### TO BE DONE
Render the data below as a Markdown table with two columns, Row and Entry. Number each line in order, and leave out blank lines.

### LISTED ENTRIES
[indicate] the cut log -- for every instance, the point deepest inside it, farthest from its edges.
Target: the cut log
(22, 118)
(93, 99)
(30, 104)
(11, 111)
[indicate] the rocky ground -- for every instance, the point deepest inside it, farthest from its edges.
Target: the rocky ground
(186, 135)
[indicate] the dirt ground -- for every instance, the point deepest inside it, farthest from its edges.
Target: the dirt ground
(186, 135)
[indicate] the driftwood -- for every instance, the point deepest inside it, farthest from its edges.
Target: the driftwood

### THE SOLUTION
| Row | Entry |
|---|---|
| 1 | [indicate] the cut log -- for every instance, the point deepest inside it, farthest from its edges. |
| 2 | Target: the cut log |
| 3 | (22, 118) |
| 4 | (93, 99) |
| 5 | (30, 104) |
| 6 | (11, 111) |
| 7 | [indicate] the rocky ground -- for every instance, the point deepest inside it, farthest from its edges. |
| 8 | Target: the rocky ground |
| 9 | (186, 135) |
| 10 | [indicate] the dirt ground -- for every instance, the point deepest inside it, farthest from its edges. |
| 11 | Target: the dirt ground |
| 12 | (186, 135) |
| 13 | [indicate] the driftwood -- for every instance, the point deepest inside it, farthest from its edges. |
| 14 | Target: the driftwood |